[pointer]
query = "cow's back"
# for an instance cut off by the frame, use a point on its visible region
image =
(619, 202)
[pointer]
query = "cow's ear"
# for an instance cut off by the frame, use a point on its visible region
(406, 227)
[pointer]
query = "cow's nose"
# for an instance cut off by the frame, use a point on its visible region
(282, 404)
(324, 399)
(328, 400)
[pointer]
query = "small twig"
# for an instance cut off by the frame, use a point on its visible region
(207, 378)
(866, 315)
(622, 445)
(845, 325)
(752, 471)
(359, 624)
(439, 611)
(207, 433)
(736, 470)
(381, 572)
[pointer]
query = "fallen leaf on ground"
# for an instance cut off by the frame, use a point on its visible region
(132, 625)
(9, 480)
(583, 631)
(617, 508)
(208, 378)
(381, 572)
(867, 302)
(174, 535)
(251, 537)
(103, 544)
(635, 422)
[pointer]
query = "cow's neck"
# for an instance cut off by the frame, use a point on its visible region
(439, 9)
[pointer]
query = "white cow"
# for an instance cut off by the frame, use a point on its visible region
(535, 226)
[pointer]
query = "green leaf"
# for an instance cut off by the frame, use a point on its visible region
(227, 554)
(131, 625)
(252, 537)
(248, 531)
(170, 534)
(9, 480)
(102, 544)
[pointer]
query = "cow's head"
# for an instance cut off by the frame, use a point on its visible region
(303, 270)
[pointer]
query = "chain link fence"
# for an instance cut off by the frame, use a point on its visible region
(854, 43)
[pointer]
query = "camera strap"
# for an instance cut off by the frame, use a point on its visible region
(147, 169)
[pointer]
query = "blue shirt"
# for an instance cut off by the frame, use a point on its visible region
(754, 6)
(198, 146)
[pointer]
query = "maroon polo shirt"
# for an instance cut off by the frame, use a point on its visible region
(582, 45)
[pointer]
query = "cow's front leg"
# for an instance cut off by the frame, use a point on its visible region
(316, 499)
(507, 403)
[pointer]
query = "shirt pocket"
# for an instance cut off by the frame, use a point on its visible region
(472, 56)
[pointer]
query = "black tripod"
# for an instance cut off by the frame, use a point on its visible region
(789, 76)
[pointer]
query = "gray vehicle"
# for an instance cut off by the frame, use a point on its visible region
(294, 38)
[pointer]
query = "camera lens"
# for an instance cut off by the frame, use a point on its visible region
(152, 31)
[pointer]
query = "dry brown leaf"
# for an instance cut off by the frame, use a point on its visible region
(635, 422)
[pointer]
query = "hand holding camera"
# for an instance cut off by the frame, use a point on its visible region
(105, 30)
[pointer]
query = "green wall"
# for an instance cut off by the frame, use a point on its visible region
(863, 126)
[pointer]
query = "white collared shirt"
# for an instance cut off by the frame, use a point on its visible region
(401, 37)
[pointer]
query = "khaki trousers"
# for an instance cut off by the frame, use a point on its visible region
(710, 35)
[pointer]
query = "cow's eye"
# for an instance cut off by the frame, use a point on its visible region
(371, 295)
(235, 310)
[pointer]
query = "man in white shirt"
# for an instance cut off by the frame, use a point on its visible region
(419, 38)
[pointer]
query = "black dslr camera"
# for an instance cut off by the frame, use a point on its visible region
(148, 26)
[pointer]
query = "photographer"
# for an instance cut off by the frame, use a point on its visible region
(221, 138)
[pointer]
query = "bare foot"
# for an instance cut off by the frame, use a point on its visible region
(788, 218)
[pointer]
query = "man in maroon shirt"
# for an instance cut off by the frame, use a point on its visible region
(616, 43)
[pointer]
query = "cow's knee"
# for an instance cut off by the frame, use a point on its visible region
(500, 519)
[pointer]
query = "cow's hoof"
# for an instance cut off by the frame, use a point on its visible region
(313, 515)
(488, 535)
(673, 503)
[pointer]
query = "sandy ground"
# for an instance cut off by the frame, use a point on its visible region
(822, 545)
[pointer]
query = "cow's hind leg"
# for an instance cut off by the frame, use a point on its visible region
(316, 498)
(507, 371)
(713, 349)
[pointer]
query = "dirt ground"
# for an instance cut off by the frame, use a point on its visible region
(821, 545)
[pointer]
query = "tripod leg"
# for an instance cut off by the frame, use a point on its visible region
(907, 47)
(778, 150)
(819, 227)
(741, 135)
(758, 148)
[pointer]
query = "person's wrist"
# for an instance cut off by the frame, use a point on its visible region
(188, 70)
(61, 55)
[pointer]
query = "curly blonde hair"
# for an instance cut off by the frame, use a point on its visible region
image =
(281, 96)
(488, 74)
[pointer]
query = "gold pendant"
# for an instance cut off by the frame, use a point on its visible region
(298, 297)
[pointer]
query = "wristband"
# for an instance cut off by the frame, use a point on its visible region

• Challenge:
Quote all the records. Keep every word exact.

• Solution to this exercise:
[pointer]
query = "cow's back"
# for an instance cut off by the frame, use a point on its visible region
image =
(619, 202)
[pointer]
query = "cow's ear"
# for an instance cut off by the frame, use a point on its visible region
(406, 227)
[pointer]
query = "cow's nose"
# for an instance cut off by the frame, use a point on its visible region
(282, 404)
(324, 399)
(328, 400)
[pointer]
query = "small twig"
# for an instance cut off by the frame, use a point on its visible region
(207, 378)
(866, 315)
(622, 445)
(845, 325)
(752, 471)
(359, 624)
(439, 611)
(207, 433)
(736, 470)
(381, 572)
[pointer]
query = "fallen leaf on ground"
# for an instance cut off by the frame, use a point on its visible region
(132, 625)
(9, 480)
(583, 631)
(617, 508)
(208, 378)
(381, 572)
(867, 302)
(174, 535)
(251, 537)
(103, 544)
(635, 422)
[pointer]
query = "cow's neck"
# for an instance cut off by the frame, use a point on its visible region
(439, 9)
[pointer]
query = "white cow"
# for an instance cut off by the frame, use a point on its visible region
(535, 226)
[pointer]
query = "green leaf"
# for an instance cut off by the frame, use a point on its visible region
(227, 554)
(131, 625)
(252, 537)
(248, 531)
(170, 534)
(9, 480)
(102, 544)
[pointer]
query = "cow's head"
# for an instance cut off by the frame, use a point on its visible region
(303, 270)
[pointer]
query = "chain link fence"
# for an instance cut off by the frame, use a point on its visible region
(854, 43)
[pointer]
query = "camera strap"
# for an instance cut off by the frame, use a point on its visible region
(147, 169)
[pointer]
query = "blue shirt"
# for an instance cut off by the frame, use a point on its visible region
(754, 6)
(198, 146)
[pointer]
query = "maroon polo shirt"
# for an instance cut off by the frame, use a point on its visible region
(582, 45)
[pointer]
query = "cow's front leg"
# for an instance cut off by the frame, use a point on its visible region
(316, 499)
(507, 403)
[pointer]
query = "shirt pocket"
# for an instance cut off by the frame, use a point on its visible region
(472, 56)
[pointer]
query = "black tripod"
# for an instance cut off by the frame, use a point on its visible region
(789, 76)
[pointer]
query = "gray vehicle"
# for an instance cut off by the frame, use a point on its visible region
(294, 38)
[pointer]
query = "camera lens"
# for an instance cut off by the frame, use a point on its visible region
(152, 31)
[pointer]
query = "dry brown leaf"
# for an instance cut off by the frame, use a point on its visible region
(635, 422)
[pointer]
query = "hand holding camera"
# for an instance cut off by the frame, use a point on its visible region
(105, 30)
[pointer]
query = "green wall"
# for an instance cut off by the frame, use a point on its visible region
(863, 126)
[pointer]
query = "white collared shirt"
# for an instance cut off by the frame, use a point on its visible region
(401, 37)
[pointer]
query = "khaki trousers"
# for an instance cut off by the frame, use a point on its visible region
(710, 35)
[pointer]
query = "cow's eye"
# for an instance cut off by the frame, use a point on its visible region
(371, 295)
(235, 310)
[pointer]
query = "man in white shirt"
# for an instance cut off by the frame, use a point on its visible region
(419, 38)
[pointer]
query = "black dslr camera"
# for an instance cut off by the frame, use a point on its visible region
(148, 26)
[pointer]
query = "photographer"
# for an instance cut off by the frame, use a point on its visible region
(221, 138)
[pointer]
query = "bare foot"
# for an instance cut off by the frame, use a point on its visible region
(788, 218)
[pointer]
query = "man in maroon shirt"
# for an instance cut off by the frame, use a point on its visible region
(616, 43)
[pointer]
query = "cow's knee"
# for an instance cut off by the frame, use a point on its visible region
(500, 519)
[pointer]
query = "cow's hoof"
# for an instance cut off by the frame, use a point on its visible region
(313, 515)
(488, 535)
(673, 503)
[pointer]
query = "sandy ground"
# for an instance cut off by the frame, use a point on its visible region
(822, 545)
[pointer]
query = "cow's hind leg"
# for an instance cut off by the frame, use a point on its visible region
(316, 498)
(507, 371)
(713, 349)
[pointer]
query = "dirt ground"
# for an instance cut off by the frame, use a point on its visible region
(821, 545)
[pointer]
query = "tripod leg"
# for an instance cut off by the frame, use a point on its visible region
(907, 47)
(778, 150)
(819, 227)
(741, 135)
(758, 148)
[pointer]
query = "person's wrist"
# for an instance cut off by the frame, use a point on its visible region
(188, 70)
(61, 55)
[pointer]
query = "curly blonde hair"
# for an instance cut off by the frame, use a point on its visible region
image =
(281, 96)
(488, 74)
[pointer]
query = "gold pendant"
# for an instance cut off by the frame, use a point on its visible region
(298, 297)
[pointer]
query = "wristband"
# for an instance cut off by the frame, use a point on its visible region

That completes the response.